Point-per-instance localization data
_ _ _ _
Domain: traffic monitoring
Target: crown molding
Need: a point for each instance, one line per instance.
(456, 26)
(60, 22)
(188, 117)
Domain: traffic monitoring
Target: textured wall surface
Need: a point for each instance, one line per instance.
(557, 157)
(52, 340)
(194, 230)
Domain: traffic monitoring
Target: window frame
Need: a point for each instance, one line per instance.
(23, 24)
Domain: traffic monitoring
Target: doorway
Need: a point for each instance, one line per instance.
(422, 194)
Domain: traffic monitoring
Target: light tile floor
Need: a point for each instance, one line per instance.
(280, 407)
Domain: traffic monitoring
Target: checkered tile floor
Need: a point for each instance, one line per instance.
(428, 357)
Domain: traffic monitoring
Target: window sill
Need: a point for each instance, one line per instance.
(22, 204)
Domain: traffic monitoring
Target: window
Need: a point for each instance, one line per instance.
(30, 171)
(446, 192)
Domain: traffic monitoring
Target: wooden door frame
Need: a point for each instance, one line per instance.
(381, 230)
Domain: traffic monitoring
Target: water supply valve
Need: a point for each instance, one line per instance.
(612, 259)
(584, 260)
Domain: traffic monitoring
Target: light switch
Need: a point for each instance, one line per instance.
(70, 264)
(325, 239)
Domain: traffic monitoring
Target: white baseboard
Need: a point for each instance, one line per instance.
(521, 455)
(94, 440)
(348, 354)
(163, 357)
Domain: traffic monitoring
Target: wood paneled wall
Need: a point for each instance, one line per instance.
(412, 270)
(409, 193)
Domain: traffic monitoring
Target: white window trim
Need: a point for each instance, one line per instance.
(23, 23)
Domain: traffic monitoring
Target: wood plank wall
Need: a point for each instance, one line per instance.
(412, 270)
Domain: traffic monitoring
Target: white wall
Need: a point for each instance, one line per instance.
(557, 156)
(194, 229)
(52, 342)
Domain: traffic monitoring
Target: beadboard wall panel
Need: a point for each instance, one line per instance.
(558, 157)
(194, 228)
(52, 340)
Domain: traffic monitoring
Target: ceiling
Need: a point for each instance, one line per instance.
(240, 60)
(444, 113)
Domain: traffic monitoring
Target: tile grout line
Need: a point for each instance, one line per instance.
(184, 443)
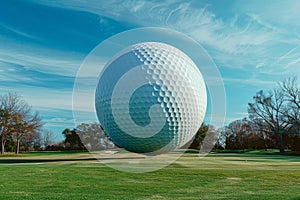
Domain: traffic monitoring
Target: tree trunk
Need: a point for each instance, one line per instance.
(2, 145)
(280, 143)
(18, 146)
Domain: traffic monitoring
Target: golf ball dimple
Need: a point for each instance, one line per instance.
(151, 97)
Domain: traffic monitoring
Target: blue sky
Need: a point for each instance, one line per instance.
(43, 43)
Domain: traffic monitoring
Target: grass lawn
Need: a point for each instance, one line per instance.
(217, 176)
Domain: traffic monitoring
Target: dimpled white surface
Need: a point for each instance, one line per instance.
(151, 97)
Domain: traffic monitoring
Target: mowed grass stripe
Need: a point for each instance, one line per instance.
(231, 176)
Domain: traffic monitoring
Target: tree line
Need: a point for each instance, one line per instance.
(273, 122)
(18, 123)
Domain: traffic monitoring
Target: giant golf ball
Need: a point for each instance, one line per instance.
(150, 98)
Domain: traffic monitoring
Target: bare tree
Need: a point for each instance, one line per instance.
(291, 93)
(267, 111)
(16, 119)
(24, 125)
(47, 138)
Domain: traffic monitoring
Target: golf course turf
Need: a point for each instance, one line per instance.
(217, 176)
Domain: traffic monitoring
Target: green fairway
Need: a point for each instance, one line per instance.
(217, 176)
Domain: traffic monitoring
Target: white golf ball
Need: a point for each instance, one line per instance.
(151, 98)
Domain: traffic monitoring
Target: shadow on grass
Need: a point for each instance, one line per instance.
(26, 161)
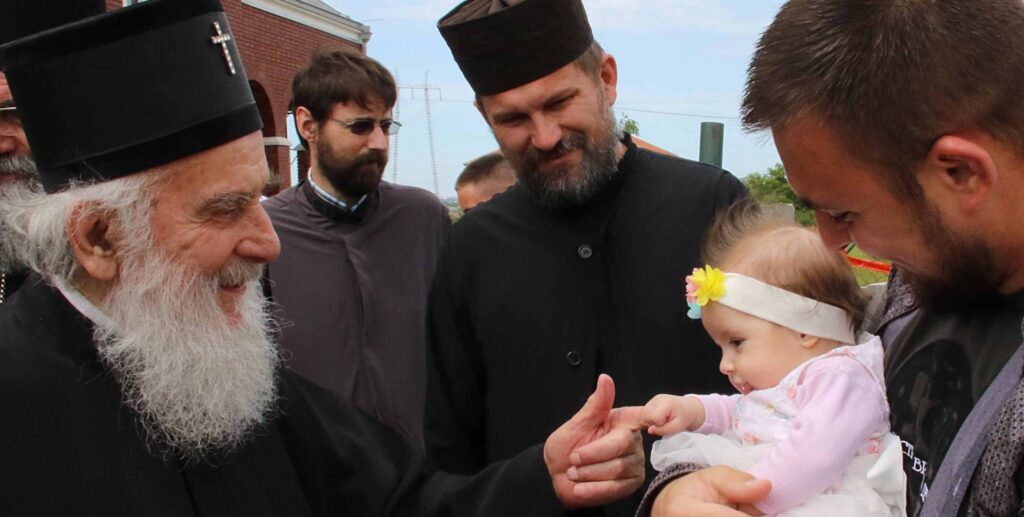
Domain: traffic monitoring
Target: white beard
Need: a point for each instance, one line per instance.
(24, 184)
(200, 383)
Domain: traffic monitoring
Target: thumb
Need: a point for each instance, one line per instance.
(594, 413)
(749, 492)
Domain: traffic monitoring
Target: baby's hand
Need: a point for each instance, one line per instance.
(667, 415)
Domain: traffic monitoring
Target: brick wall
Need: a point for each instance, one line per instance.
(272, 49)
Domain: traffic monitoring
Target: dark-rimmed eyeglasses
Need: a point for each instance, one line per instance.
(363, 127)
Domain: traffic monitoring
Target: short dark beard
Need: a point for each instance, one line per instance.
(969, 275)
(352, 177)
(558, 188)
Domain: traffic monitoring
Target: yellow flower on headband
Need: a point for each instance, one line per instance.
(706, 285)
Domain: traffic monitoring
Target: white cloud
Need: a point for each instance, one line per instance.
(655, 15)
(633, 15)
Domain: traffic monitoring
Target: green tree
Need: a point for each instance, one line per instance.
(772, 187)
(629, 125)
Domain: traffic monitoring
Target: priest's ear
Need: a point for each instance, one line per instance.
(305, 124)
(90, 235)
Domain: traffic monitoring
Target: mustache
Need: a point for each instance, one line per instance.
(18, 165)
(240, 272)
(570, 141)
(372, 157)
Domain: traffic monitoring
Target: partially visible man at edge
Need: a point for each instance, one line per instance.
(578, 268)
(356, 253)
(139, 379)
(901, 125)
(22, 17)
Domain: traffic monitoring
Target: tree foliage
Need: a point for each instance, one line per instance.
(771, 187)
(629, 125)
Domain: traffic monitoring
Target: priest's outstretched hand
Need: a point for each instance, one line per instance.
(597, 456)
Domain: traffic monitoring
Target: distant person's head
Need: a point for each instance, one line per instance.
(546, 93)
(342, 102)
(17, 171)
(901, 124)
(482, 178)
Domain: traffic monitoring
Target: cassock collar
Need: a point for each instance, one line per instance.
(82, 304)
(336, 212)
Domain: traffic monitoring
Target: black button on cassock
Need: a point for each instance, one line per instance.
(585, 251)
(573, 358)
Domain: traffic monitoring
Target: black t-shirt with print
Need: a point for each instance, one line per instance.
(936, 370)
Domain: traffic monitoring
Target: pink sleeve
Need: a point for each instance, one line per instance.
(718, 413)
(839, 407)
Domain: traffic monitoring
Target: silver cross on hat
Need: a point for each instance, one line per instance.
(221, 39)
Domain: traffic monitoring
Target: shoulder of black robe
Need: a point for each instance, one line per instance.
(461, 372)
(11, 283)
(70, 447)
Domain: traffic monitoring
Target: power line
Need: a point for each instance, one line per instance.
(624, 109)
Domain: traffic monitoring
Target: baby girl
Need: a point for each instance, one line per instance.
(811, 416)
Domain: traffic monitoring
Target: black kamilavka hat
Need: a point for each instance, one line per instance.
(129, 90)
(22, 17)
(503, 44)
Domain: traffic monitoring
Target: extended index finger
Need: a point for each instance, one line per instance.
(632, 418)
(615, 443)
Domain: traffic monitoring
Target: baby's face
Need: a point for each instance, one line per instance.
(756, 353)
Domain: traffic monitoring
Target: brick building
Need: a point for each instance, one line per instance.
(275, 38)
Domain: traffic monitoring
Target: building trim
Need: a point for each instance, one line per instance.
(321, 19)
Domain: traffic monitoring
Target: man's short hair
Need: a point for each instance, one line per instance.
(341, 76)
(890, 77)
(589, 62)
(492, 165)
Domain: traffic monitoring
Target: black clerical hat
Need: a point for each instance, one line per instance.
(22, 17)
(503, 44)
(129, 90)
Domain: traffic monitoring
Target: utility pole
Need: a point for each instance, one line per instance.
(712, 134)
(394, 147)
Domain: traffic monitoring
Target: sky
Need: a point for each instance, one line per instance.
(680, 62)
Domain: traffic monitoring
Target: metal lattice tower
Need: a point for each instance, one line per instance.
(426, 89)
(394, 146)
(430, 133)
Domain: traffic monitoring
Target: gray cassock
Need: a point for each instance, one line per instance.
_ _ _ _
### Task brief
Print all the entries again exactly as written, but without the pictures.

### Solution below
Domain: traffic monitoring
Target: crown molding
Need: a point for each instance, one line per instance.
(456, 26)
(60, 22)
(188, 117)
Domain: traffic monitoring
Target: textured wall surface
Need: a point for each instance, one line per instance.
(557, 157)
(52, 340)
(194, 230)
Domain: traffic monitoring
Target: window frame
Need: a point for each instance, one line per instance.
(23, 24)
Domain: traffic monitoring
Target: doorway
Need: a point for each instance, one line per instance.
(422, 194)
Domain: traffic monitoring
Target: light tile floor
Need: a point for each instance, one line per instance.
(280, 407)
Domain: traffic monitoring
Target: checkered tile floor
Need: a point for each instance, one line per instance.
(428, 357)
Domain: traffic monitoring
Target: window sill
Need: a point for each instance, one line per instance.
(22, 204)
Domain: traffic monitoring
Target: window
Need: a point for each instance, one line per instance.
(30, 171)
(446, 192)
Domain: traffic monitoring
Target: wooden door frame
Need: a point for each instance, one line per instance.
(381, 230)
Domain: traffic monitoring
Target: water supply valve
Need: a point for each instance, one line per instance.
(612, 259)
(584, 260)
Domain: traffic monitoring
Target: light switch
Need: a point for each instance, one line per instance.
(70, 264)
(325, 239)
Domain: traffic monitoring
Target: white baseboard
Need: a point for each instance, one line per instance.
(521, 455)
(94, 440)
(348, 354)
(163, 357)
Domain: traffic monitoring
Target: wood paneled wall
Need: a point for each instance, one line per instance.
(412, 270)
(409, 193)
Domain: traffic monitoring
Target: white window trim
Need: a point for each instance, one line per instance.
(23, 23)
Domain: traffic monitoring
Target: wood plank wall
Need: a point for each instance, one line per instance.
(412, 270)
Domain: traffic monitoring
Target: white wall
Need: a point for each instance, one line per instance.
(557, 156)
(194, 229)
(52, 342)
Domain: traffic monitoring
Target: beadboard wall panel
Need: a point for each instance, one line per instance.
(558, 157)
(194, 228)
(52, 340)
Domain: traffic monitoring
Target: ceiling
Need: a point for each instance, one line per instance.
(240, 60)
(444, 113)
Domain: traffic monitoring
Target: tile grout line
Need: a point for each instance, one line per instance.
(184, 443)
Domain: traffic monitoring
Target: tree trunk
Need: a point for each instance, one line per instance.
(2, 145)
(280, 143)
(18, 146)
Domain: traffic monitoring
Target: golf ball dimple
Need: a point for each instance, one line per instance.
(151, 97)
Domain: traffic monitoring
Target: blue sky
Need: a point for each instance, one line per instance.
(43, 43)
Domain: traffic monitoring
Target: grass lawn
Need: a point for each instance, one line per instance.
(217, 176)
Domain: traffic monitoring
Target: dimpled white surface
Need: a point for each instance, one line per instance.
(151, 97)
Domain: traffic monitoring
Target: mowed grass stripe
Need: a point for each instance, one line per instance.
(231, 176)
Domain: traffic monitoring
Target: tree line
Need: a point for each instance, one line per instance.
(273, 122)
(18, 123)
Domain: traffic monitoring
Target: giant golf ball
Need: a point for each instance, one line per instance.
(150, 98)
Domain: traffic monitoring
Target: bare tree
Need: a point for each instance, one line per instance.
(291, 93)
(267, 111)
(16, 119)
(24, 125)
(47, 138)
Domain: traffic monitoring
Target: golf course turf
Need: a point for each instance, one line per instance.
(217, 176)
Domain: traffic monitoring
Target: green fairway
Need: a point for each instance, one line per instance.
(217, 176)
Domain: traffic monitoring
Target: white golf ball
Need: a point for each instance, one line per instance.
(151, 98)
Domain: traffic monitoring
Target: shadow on grass
Need: a point for each instance, one line per instance.
(26, 161)
Domain: traffic monitoring
Target: white beard
Need: a point for each instance, one line per instance.
(24, 184)
(200, 383)
Domain: traffic monitoring
Target: thumb
Need: a point for each instance, one line per instance.
(594, 413)
(749, 492)
Domain: traffic monitoring
Target: baby's hand
Need: a point for each instance, one line per instance.
(667, 415)
Domain: traffic monitoring
Target: brick wall
Need: a point for each instance, one line per instance.
(272, 49)
Domain: traffic monitoring
Target: dark-rimmed eyeglasses
Need: a point for each instance, one line per instance.
(363, 127)
Domain: traffic monitoring
Target: short dark beard
Need: a point for each instance, one line per instance.
(969, 275)
(352, 177)
(558, 188)
Domain: traffic monitoring
Target: yellow flower on headband
Need: a point for each instance, one line per instance.
(706, 285)
Domain: traffic monitoring
Target: white cloud
Need: a point for each instance, one line per instance.
(655, 15)
(633, 15)
Domain: traffic monitoring
Target: green tree
Need: a point for each instance, one line per instance.
(772, 187)
(629, 125)
Domain: traffic monitoring
Target: priest's ear
Need: a point for each instance, one line per instance.
(305, 124)
(90, 235)
Domain: traffic monitoring
Target: mustache
Need: a point for each instance, one line per instance.
(18, 165)
(240, 272)
(570, 141)
(372, 157)
Domain: traffic monitoring
Target: partially visible man at edge
Need: a point for each instance, one line per instance.
(578, 268)
(356, 253)
(139, 379)
(901, 125)
(22, 17)
Domain: traffic monitoring
Target: tree foliage
Need: a point for each instance, one line per instance.
(771, 187)
(629, 125)
Domain: traffic monitoring
Target: priest's outstretched hand
Need: a point for each instance, one line per instance.
(597, 456)
Domain: traffic monitoring
Target: distant person's head
Need: a point for each instance, one line per instance.
(546, 93)
(342, 102)
(17, 171)
(901, 124)
(482, 178)
Domain: traffic monitoring
Target: cassock collar
Need: a point for each instance, one line per instance.
(82, 304)
(336, 212)
Domain: traffic monitoring
Target: black button on cassock
Need: a point for each instance, one line per instance.
(585, 251)
(573, 358)
Domain: traffic monitoring
Target: black t-shirt with print
Need: a point for each instance, one line per instance.
(936, 370)
Domain: traffic monitoring
Target: pink sleeve
Need: a point for each instance, one line per instance.
(718, 413)
(839, 407)
Domain: traffic monitoring
Target: silver cross on hat
Need: a point for each instance, one line per instance.
(221, 39)
Domain: traffic monitoring
Target: shoulder of black robe
Need: a point for each instance, one line per instance.
(461, 372)
(11, 283)
(70, 447)
Domain: traffic monitoring
Target: power line
Need: a point for each instance, one line per instance.
(624, 109)
Domain: traffic monitoring
Target: baby girl
Need: a point for each instance, one line per instance.
(811, 416)
Domain: traffic monitoring
Target: black kamilavka hat
Need: a point for each instance, one line per instance.
(129, 90)
(22, 17)
(503, 44)
Domain: traffic monitoring
Target: extended index finger
Need: a point for each instance, one line per instance.
(632, 418)
(615, 443)
Domain: traffic monitoring
Target: baby's face
Need: a point for each instance, one line per instance.
(756, 353)
Domain: traffic monitoring
Target: brick building
Need: a point for each instance, one line per instance.
(275, 38)
Domain: traffic monitoring
Target: building trim
Need: a point for each instance, one line per instance.
(321, 19)
Domain: traffic monitoring
Target: man's short hair
Need: a point for each instance, one line per instance.
(341, 76)
(890, 77)
(589, 62)
(492, 165)
Domain: traffic monitoring
Target: black clerical hat
Need: a point for each instance, one line per instance.
(22, 17)
(503, 44)
(129, 90)
Domain: traffic monitoring
Target: utility pole
Need: a point for each instance, one line per instance.
(712, 134)
(394, 147)
Domain: traffic monitoring
Target: sky
Need: a point for each instance, one line per instance.
(680, 62)
Domain: traffic monitoring
Target: metal lattice tower
Need: a point for each instance, one line per instance.
(426, 89)
(394, 146)
(430, 133)
Domain: traffic monitoring
Target: gray cassock
Need: a point for each instance, one line per instance.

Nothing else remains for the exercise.